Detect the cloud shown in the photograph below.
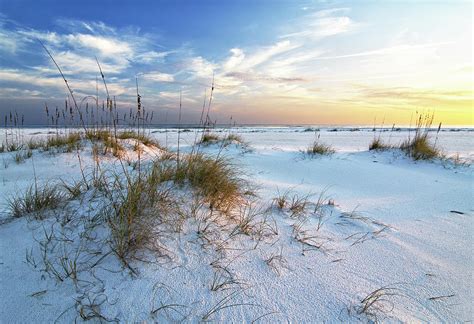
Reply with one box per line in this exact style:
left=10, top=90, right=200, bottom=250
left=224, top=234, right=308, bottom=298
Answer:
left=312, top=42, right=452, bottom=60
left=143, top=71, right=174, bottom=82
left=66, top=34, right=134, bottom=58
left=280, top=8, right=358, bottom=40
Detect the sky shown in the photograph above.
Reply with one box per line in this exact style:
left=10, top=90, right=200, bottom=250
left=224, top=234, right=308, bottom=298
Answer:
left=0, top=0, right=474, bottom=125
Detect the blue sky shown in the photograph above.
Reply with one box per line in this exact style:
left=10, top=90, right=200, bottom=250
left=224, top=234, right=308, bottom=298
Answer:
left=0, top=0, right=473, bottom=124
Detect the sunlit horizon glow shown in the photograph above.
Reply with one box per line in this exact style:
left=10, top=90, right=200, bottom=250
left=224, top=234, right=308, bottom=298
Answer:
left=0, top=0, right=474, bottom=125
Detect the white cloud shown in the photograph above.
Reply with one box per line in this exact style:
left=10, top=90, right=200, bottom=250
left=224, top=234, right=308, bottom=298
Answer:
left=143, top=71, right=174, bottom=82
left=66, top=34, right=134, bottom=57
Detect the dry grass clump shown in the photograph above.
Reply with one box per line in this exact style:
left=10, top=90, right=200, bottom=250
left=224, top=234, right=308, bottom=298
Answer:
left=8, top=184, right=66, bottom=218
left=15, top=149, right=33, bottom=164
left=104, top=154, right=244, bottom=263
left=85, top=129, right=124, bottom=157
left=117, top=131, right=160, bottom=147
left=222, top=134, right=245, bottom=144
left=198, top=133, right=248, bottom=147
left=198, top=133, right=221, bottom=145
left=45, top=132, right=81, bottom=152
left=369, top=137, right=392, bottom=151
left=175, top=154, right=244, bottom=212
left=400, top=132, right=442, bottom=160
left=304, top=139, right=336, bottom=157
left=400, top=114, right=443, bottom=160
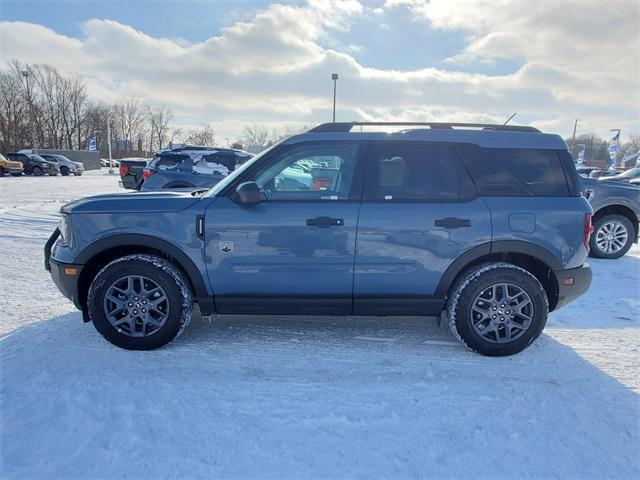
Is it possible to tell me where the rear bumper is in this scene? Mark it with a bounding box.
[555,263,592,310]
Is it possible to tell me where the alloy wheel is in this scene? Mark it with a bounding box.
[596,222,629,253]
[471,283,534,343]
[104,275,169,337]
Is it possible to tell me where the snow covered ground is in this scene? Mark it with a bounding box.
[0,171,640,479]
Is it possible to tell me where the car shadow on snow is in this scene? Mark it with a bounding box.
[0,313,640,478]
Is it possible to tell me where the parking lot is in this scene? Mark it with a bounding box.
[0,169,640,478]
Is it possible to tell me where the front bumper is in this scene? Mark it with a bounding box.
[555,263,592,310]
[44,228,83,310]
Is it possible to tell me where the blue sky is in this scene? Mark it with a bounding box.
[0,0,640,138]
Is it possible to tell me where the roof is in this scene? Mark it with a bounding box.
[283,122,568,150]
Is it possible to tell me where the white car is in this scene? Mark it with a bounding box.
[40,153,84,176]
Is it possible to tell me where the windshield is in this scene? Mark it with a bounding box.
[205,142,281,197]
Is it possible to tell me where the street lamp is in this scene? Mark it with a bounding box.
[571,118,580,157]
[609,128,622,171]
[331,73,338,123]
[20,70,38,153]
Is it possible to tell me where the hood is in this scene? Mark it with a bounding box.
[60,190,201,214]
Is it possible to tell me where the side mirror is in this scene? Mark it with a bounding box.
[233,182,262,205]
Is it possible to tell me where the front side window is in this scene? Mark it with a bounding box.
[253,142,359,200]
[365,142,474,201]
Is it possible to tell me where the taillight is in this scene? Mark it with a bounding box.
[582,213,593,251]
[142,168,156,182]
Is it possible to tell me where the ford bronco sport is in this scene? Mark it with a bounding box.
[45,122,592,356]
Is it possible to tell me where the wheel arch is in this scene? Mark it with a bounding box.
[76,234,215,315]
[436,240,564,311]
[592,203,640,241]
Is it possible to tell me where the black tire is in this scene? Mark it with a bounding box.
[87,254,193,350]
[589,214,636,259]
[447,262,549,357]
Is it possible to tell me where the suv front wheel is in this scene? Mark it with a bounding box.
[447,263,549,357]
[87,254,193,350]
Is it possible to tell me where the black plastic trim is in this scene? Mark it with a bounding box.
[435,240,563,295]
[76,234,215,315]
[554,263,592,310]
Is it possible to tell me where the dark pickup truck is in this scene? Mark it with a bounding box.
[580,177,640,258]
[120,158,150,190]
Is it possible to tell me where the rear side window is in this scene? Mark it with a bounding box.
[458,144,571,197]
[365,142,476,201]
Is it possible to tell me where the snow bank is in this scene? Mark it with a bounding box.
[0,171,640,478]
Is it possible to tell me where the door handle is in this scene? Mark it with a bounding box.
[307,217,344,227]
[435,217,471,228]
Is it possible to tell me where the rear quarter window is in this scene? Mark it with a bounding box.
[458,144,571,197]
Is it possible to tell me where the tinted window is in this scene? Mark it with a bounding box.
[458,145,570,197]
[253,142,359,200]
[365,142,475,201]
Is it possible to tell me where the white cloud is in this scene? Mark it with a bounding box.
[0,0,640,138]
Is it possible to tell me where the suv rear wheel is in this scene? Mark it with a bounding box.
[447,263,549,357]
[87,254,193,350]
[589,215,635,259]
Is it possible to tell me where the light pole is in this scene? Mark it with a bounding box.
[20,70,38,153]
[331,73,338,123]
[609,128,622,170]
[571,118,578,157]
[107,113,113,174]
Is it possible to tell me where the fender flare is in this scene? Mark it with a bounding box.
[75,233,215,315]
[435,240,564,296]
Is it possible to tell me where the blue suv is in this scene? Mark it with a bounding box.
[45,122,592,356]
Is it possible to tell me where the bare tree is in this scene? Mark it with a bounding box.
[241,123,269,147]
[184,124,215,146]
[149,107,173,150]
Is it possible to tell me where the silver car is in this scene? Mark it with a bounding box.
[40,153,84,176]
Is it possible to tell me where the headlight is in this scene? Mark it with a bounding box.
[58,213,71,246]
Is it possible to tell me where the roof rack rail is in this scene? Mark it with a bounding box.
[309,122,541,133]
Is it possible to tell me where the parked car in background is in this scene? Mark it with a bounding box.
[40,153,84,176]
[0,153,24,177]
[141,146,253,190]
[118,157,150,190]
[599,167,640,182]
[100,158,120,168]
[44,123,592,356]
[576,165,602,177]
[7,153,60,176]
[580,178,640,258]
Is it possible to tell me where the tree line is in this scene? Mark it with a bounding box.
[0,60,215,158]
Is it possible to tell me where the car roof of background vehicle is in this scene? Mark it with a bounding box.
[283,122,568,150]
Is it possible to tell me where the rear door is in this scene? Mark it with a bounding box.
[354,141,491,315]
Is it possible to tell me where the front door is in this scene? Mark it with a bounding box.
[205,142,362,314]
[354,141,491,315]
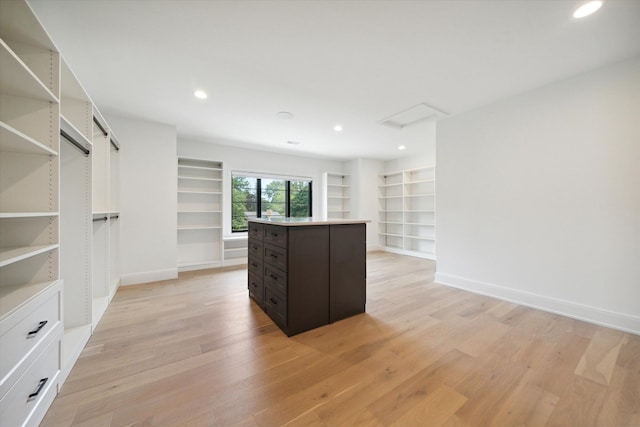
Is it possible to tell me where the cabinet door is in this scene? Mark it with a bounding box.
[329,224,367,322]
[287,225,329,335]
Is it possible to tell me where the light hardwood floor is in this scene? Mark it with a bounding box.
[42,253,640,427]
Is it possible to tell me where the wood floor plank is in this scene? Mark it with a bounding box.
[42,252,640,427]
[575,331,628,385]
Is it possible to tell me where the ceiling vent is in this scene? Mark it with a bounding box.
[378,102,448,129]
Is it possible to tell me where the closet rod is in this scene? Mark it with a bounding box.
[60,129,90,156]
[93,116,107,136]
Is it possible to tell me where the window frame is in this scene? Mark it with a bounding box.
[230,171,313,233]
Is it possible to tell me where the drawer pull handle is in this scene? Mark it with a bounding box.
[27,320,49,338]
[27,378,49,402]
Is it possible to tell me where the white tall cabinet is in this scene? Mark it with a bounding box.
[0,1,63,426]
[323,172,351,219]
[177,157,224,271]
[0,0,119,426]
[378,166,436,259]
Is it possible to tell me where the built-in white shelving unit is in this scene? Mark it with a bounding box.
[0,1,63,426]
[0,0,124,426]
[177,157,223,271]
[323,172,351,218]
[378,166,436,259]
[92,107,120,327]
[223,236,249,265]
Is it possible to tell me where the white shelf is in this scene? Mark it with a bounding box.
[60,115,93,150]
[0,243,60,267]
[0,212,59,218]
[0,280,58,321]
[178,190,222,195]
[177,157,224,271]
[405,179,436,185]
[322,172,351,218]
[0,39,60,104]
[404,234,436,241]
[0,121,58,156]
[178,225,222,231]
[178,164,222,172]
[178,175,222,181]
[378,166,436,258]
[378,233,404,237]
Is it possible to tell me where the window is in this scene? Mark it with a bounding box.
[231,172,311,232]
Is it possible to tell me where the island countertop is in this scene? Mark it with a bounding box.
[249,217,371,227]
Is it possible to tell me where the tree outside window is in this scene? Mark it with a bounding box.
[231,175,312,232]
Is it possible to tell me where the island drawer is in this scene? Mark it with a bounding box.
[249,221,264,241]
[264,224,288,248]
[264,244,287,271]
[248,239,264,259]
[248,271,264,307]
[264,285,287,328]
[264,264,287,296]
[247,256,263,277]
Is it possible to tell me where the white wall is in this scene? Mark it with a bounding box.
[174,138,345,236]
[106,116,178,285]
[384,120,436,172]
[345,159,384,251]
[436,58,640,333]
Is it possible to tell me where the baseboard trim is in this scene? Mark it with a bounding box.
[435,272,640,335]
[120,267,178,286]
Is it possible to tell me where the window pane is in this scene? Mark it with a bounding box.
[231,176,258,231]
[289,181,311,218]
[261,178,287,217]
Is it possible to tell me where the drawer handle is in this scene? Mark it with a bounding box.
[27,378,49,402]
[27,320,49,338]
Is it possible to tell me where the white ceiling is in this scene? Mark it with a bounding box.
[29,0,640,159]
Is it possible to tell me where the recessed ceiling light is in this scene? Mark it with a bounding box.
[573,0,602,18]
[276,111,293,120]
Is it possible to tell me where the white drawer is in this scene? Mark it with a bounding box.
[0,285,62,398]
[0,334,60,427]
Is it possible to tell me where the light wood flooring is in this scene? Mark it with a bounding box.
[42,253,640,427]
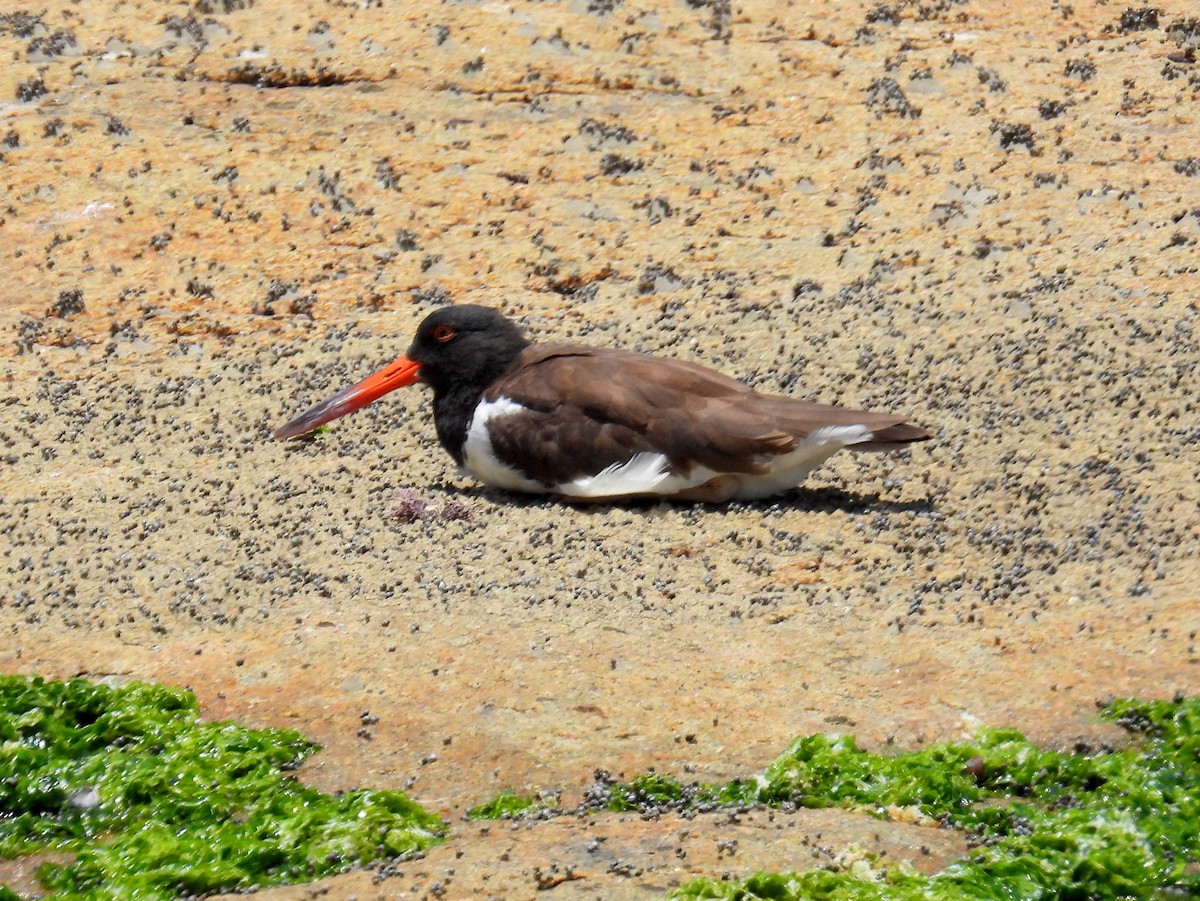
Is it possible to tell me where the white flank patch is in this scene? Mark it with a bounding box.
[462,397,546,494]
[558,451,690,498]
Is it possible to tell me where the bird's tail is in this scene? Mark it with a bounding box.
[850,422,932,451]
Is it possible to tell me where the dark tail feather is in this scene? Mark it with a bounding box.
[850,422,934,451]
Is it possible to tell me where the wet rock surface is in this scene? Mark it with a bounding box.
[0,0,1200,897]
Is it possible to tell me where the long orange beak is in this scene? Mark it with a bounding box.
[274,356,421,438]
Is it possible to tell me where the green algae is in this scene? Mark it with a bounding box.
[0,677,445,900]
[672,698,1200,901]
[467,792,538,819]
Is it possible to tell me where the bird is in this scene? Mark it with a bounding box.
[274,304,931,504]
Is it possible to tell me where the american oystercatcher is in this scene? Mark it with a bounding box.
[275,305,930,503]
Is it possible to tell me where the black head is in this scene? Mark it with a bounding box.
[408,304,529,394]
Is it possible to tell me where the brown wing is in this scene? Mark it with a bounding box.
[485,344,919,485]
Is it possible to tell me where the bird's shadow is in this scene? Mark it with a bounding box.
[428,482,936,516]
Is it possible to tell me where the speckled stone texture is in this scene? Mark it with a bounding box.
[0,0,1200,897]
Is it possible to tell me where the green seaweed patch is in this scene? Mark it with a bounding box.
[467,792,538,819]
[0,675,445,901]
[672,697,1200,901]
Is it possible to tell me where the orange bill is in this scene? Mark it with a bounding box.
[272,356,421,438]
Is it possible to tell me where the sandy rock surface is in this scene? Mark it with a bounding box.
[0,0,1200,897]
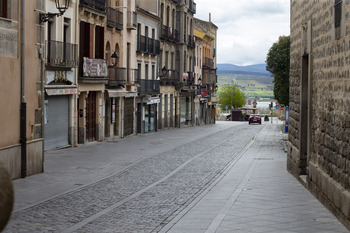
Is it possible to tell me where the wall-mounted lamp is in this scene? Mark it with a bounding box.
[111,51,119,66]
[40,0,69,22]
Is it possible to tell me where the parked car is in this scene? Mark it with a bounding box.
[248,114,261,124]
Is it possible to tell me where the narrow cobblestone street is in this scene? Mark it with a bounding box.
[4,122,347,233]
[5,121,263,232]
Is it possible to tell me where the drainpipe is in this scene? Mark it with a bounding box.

#####

__Exercise objective__: Update the rows from the line with "Is it possible to tell me where the car roof" up to and including the line with "[230,171,313,233]", replacing "in this scene" with "in this image" and leaving everything else unchanged. Omit the pictures from your output.

__Answer__:
Is it possible to tell me where the car roof of background vehicle is in this image? Mark it with a bounding box.
[283,122,568,150]
Is it possible to tell me where the rear door is in this image? Mark it with a bounding box.
[354,141,491,315]
Is it possible to tell me where the front door is in this image? Mark it with a bounding box.
[205,142,362,314]
[354,141,491,315]
Is it possible to tell me where the cabinet door is in this image? Mark it with a bounding box.
[329,224,367,322]
[287,225,329,335]
Is it possible to tell me where the light hardwood floor is in this image? Mark it with a bounding box.
[42,253,640,427]
Is it possible to tell me where the wood floor plank is in this image? Mark it with a bounding box.
[42,252,640,427]
[575,331,628,385]
Is it possible to tell me where the ceiling vent is in this image? Mark it with a bounding box.
[378,102,448,129]
Is it possible to tell me where the closet rod is in this image? Mark it with a bounding box.
[60,129,90,156]
[93,116,107,136]
Is it possible to tell me where the window frame is in this image? Mark it with a bounding box.
[230,171,313,233]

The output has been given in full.